▶ [Required action]: Transcribe each record below character for character.

=== Section Start ===

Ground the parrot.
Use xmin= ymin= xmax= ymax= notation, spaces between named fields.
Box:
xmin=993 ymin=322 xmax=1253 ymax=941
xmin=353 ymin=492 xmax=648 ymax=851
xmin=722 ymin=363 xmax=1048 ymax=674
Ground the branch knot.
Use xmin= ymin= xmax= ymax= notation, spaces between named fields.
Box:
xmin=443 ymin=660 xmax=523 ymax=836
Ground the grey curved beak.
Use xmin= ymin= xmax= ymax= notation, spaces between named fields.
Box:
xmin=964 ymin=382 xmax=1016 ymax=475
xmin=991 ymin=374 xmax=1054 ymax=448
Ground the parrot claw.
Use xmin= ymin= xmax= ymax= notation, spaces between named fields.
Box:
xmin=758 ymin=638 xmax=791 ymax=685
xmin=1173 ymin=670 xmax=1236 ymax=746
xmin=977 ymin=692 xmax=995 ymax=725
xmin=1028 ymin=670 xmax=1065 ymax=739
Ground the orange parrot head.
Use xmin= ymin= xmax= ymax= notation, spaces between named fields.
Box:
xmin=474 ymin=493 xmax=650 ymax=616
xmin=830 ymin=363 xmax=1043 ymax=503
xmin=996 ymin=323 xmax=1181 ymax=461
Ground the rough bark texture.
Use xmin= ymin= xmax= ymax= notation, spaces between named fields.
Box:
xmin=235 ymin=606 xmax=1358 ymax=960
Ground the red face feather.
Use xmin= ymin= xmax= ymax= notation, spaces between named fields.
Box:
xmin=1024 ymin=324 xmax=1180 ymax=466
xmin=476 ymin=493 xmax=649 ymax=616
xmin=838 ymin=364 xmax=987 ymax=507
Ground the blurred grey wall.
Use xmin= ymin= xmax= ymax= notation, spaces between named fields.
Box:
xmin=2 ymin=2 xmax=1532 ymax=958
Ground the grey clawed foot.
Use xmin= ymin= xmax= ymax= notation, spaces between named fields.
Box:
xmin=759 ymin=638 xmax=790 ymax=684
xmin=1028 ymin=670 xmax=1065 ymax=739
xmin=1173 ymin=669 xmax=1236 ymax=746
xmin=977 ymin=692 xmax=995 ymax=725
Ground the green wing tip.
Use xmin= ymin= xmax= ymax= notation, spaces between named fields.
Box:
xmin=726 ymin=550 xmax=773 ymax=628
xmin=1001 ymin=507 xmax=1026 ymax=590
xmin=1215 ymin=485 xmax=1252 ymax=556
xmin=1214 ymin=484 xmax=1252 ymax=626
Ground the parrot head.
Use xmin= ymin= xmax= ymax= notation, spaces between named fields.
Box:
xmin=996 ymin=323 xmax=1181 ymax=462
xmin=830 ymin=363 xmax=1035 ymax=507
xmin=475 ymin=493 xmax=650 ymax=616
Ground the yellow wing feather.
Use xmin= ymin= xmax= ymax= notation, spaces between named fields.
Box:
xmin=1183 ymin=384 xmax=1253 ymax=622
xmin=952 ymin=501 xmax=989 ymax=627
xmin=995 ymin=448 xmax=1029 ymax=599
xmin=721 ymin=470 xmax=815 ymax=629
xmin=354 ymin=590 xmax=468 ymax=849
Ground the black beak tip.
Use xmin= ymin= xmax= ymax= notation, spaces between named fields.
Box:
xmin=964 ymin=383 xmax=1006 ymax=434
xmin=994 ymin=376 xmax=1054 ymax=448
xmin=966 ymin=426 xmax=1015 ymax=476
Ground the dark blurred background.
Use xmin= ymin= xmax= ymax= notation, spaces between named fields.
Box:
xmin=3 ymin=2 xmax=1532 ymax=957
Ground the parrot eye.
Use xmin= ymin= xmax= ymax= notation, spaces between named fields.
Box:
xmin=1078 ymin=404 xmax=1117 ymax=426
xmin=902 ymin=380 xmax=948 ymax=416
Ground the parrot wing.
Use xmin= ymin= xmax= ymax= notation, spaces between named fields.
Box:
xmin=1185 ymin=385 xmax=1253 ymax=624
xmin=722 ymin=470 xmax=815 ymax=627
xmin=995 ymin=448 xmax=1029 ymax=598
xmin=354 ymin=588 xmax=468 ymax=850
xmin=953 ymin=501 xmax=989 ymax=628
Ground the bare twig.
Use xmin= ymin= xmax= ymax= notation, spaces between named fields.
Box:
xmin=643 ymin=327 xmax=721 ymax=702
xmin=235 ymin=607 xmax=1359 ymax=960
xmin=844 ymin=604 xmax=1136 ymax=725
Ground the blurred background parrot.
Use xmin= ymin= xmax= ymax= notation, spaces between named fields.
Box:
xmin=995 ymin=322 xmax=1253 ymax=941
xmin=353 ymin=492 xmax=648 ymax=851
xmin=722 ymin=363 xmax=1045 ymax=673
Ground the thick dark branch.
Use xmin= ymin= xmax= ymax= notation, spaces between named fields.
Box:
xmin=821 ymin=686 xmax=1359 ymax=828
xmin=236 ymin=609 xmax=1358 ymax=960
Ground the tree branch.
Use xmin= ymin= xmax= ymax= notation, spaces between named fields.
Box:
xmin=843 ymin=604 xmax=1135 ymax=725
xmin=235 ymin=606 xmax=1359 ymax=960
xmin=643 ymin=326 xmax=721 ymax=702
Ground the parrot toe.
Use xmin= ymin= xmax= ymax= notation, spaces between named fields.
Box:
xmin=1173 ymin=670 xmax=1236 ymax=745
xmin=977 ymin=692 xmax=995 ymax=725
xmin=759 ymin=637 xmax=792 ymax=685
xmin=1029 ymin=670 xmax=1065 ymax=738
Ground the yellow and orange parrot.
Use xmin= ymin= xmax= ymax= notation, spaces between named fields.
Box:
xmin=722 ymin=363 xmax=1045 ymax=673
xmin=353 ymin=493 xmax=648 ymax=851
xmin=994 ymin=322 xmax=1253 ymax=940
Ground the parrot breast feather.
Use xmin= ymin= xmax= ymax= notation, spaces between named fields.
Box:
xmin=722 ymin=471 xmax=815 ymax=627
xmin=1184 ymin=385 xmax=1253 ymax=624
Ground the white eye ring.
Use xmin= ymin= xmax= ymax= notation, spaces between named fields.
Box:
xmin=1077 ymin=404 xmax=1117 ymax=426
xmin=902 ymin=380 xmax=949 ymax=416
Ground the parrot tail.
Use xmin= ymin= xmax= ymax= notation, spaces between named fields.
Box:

=== Section End ===

▶ [Answer for this exercise]:
Ground the parrot.
Use xmin= ymin= xmax= ymax= notation, spaces between named fields.
Box:
xmin=993 ymin=322 xmax=1253 ymax=941
xmin=353 ymin=492 xmax=648 ymax=851
xmin=722 ymin=363 xmax=1048 ymax=674
Ground the branch knot.
Use xmin= ymin= xmax= ymax= notation, spaces between named fields.
Box:
xmin=443 ymin=660 xmax=523 ymax=836
Ground the grey curved beak.
Use xmin= ymin= xmax= ymax= notation, spaces between named fields.
Box:
xmin=964 ymin=382 xmax=1016 ymax=475
xmin=991 ymin=374 xmax=1054 ymax=448
Ground the parrot claw.
Use xmin= ymin= xmax= ymax= notation, spaces between named fields.
Box:
xmin=758 ymin=638 xmax=791 ymax=685
xmin=1173 ymin=670 xmax=1236 ymax=746
xmin=977 ymin=692 xmax=995 ymax=725
xmin=1028 ymin=670 xmax=1065 ymax=739
Ground the orange parrot head.
Use xmin= ymin= xmax= ymax= notation, spaces between named fields.
Box:
xmin=474 ymin=493 xmax=650 ymax=616
xmin=830 ymin=363 xmax=1043 ymax=503
xmin=996 ymin=323 xmax=1181 ymax=461
Ground the rough bark texture.
Use xmin= ymin= xmax= ymax= notation, spaces between named fields.
Box:
xmin=235 ymin=606 xmax=1358 ymax=960
Ground the red face feather.
Use xmin= ymin= xmax= ymax= notation, spaces between named fields.
Box:
xmin=1024 ymin=324 xmax=1180 ymax=466
xmin=476 ymin=493 xmax=649 ymax=616
xmin=838 ymin=364 xmax=987 ymax=507
Ground the blurred grey wall.
Use xmin= ymin= xmax= ymax= notation, spaces between named fields.
Box:
xmin=2 ymin=2 xmax=1532 ymax=958
Ground the grey clawed foot.
Use xmin= ymin= xmax= ymax= notation, spaces between named fields.
Box:
xmin=759 ymin=638 xmax=790 ymax=684
xmin=1028 ymin=670 xmax=1065 ymax=739
xmin=1173 ymin=669 xmax=1236 ymax=746
xmin=977 ymin=692 xmax=995 ymax=725
Ground the green wing tip.
Use xmin= ymin= xmax= ymax= notation, spaces between named fields.
Box:
xmin=726 ymin=550 xmax=773 ymax=628
xmin=1001 ymin=507 xmax=1026 ymax=590
xmin=1215 ymin=485 xmax=1252 ymax=556
xmin=1214 ymin=484 xmax=1252 ymax=626
Ground the parrot head.
Use xmin= ymin= xmax= ymax= notation, spaces between named fields.
Box:
xmin=996 ymin=323 xmax=1181 ymax=462
xmin=830 ymin=363 xmax=1035 ymax=507
xmin=475 ymin=493 xmax=650 ymax=616
Ground the yellow wing feather.
Use xmin= ymin= xmax= ymax= notation, spaces between named fields.
Box:
xmin=1183 ymin=384 xmax=1253 ymax=622
xmin=952 ymin=501 xmax=989 ymax=627
xmin=995 ymin=448 xmax=1029 ymax=599
xmin=721 ymin=470 xmax=815 ymax=629
xmin=354 ymin=590 xmax=468 ymax=849
Ground the black beak tip.
Use xmin= ymin= xmax= ymax= notation, spaces between named fields.
Box:
xmin=964 ymin=383 xmax=1006 ymax=434
xmin=994 ymin=376 xmax=1054 ymax=448
xmin=966 ymin=426 xmax=1015 ymax=476
Ground the dark blurred background.
Use xmin= ymin= xmax= ymax= notation, spaces between named fields.
Box:
xmin=3 ymin=2 xmax=1532 ymax=957
Ground the parrot eye.
Use xmin= ymin= xmax= ymax= notation, spaces between named fields.
Box:
xmin=1078 ymin=404 xmax=1117 ymax=426
xmin=902 ymin=380 xmax=948 ymax=416
Ground the parrot wing.
Use xmin= ymin= xmax= ymax= notation, spaces between named fields.
Box:
xmin=1185 ymin=385 xmax=1253 ymax=624
xmin=722 ymin=470 xmax=815 ymax=627
xmin=995 ymin=448 xmax=1029 ymax=598
xmin=354 ymin=588 xmax=468 ymax=850
xmin=953 ymin=501 xmax=989 ymax=628
Ground the bare twig.
Use xmin= ymin= xmax= ymax= notation, spaces between named fields.
Box:
xmin=643 ymin=327 xmax=721 ymax=702
xmin=235 ymin=607 xmax=1359 ymax=960
xmin=844 ymin=604 xmax=1136 ymax=725
Ground the blurred background parrot.
Use xmin= ymin= xmax= ymax= notation, spaces between named fields.
Box:
xmin=995 ymin=322 xmax=1253 ymax=941
xmin=353 ymin=492 xmax=648 ymax=851
xmin=722 ymin=363 xmax=1045 ymax=673
Ground the thick dark branch.
Use xmin= ymin= xmax= ymax= notation, spaces between named fields.
Box:
xmin=821 ymin=686 xmax=1359 ymax=828
xmin=236 ymin=609 xmax=1358 ymax=960
Ground the tree branch.
Use xmin= ymin= xmax= ymax= notation, spaces between named fields.
Box:
xmin=843 ymin=604 xmax=1135 ymax=725
xmin=235 ymin=606 xmax=1359 ymax=960
xmin=643 ymin=326 xmax=721 ymax=702
Ground the parrot toe.
Use xmin= ymin= xmax= ymax= notation, spaces between named fields.
Box:
xmin=1173 ymin=670 xmax=1236 ymax=745
xmin=977 ymin=692 xmax=995 ymax=725
xmin=759 ymin=637 xmax=792 ymax=685
xmin=1029 ymin=670 xmax=1065 ymax=738
Ground the yellow and orange parrot.
Use xmin= ymin= xmax= ymax= notation, spaces between named fields.
Box:
xmin=722 ymin=363 xmax=1045 ymax=673
xmin=353 ymin=493 xmax=648 ymax=851
xmin=994 ymin=322 xmax=1253 ymax=940
Ground the parrot breast feather.
Use xmin= ymin= xmax= ymax= notation, spaces between named fields.
Box:
xmin=722 ymin=471 xmax=815 ymax=627
xmin=1184 ymin=385 xmax=1253 ymax=624
Ground the white eye ring.
Use xmin= ymin= xmax= ymax= notation, spaces between named fields.
Box:
xmin=1077 ymin=404 xmax=1117 ymax=426
xmin=902 ymin=380 xmax=949 ymax=416
Ground the parrot tail.
Use xmin= ymin= xmax= ymax= notation, spaces between named fields.
Box:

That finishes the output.